Output every line of the entries below as a JSON array of strings, one string per line, with blank lines omitted and the pictures excluded.

┄┄┄┄┄┄┄┄┄┄┄┄┄┄┄┄┄┄┄┄

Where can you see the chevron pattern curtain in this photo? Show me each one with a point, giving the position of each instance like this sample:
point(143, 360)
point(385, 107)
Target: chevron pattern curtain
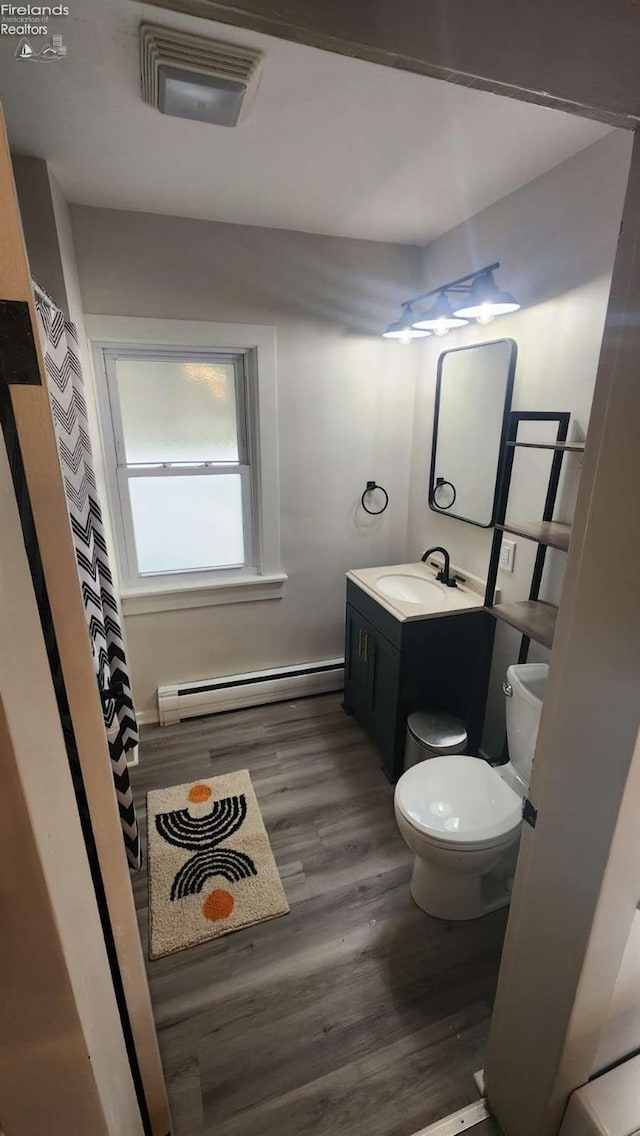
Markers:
point(66, 394)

┄┄┄┄┄┄┄┄┄┄┄┄┄┄┄┄┄┄┄┄

Task result:
[
  "Where can you see the chevron pattern curtain in this photo? Show me each one with a point, giving the position of each instance like this sample:",
  "point(143, 360)",
  "point(385, 107)",
  "Target: chevron pattern curtain",
  "Markers:",
  "point(66, 394)"
]